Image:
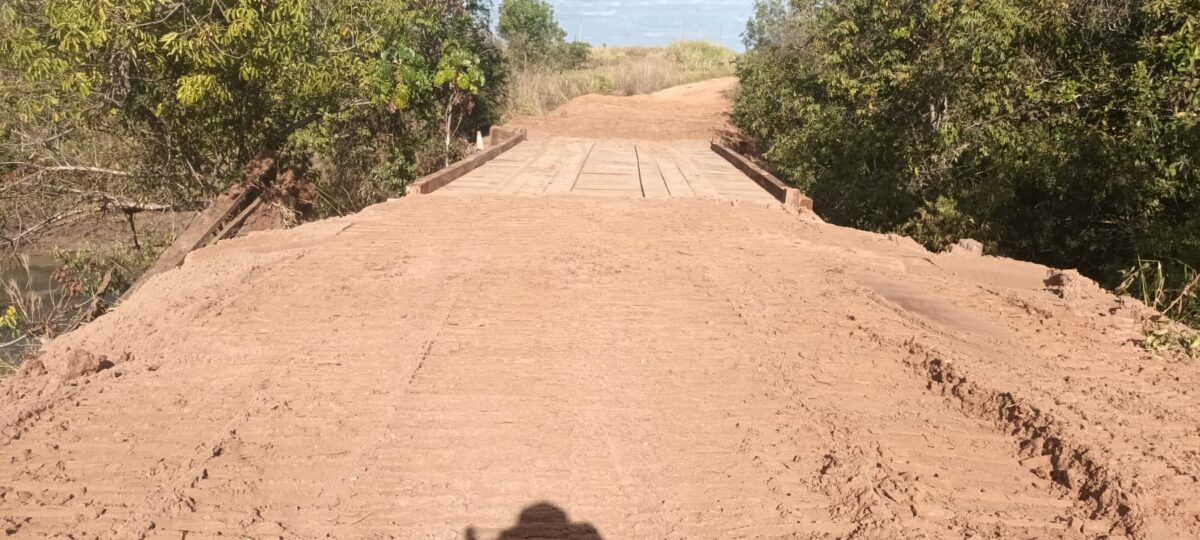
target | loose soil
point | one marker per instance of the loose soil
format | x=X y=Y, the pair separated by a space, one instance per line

═══

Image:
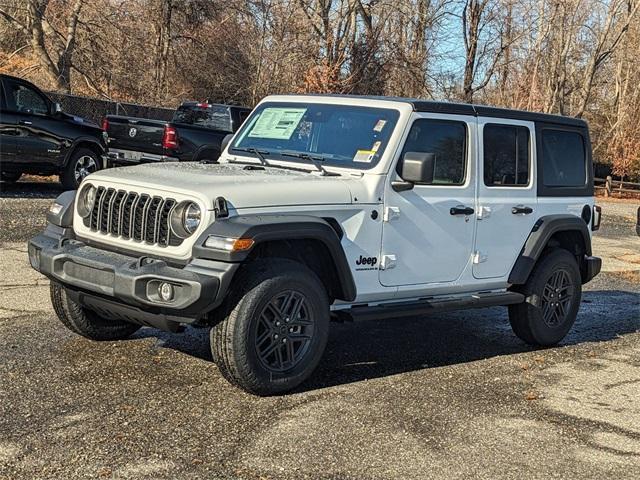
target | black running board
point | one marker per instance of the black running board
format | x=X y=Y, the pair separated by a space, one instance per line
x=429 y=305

═══

# To do:
Report how many lines in the two blocks of items above contain the string "running". Give only the number.

# Written response:
2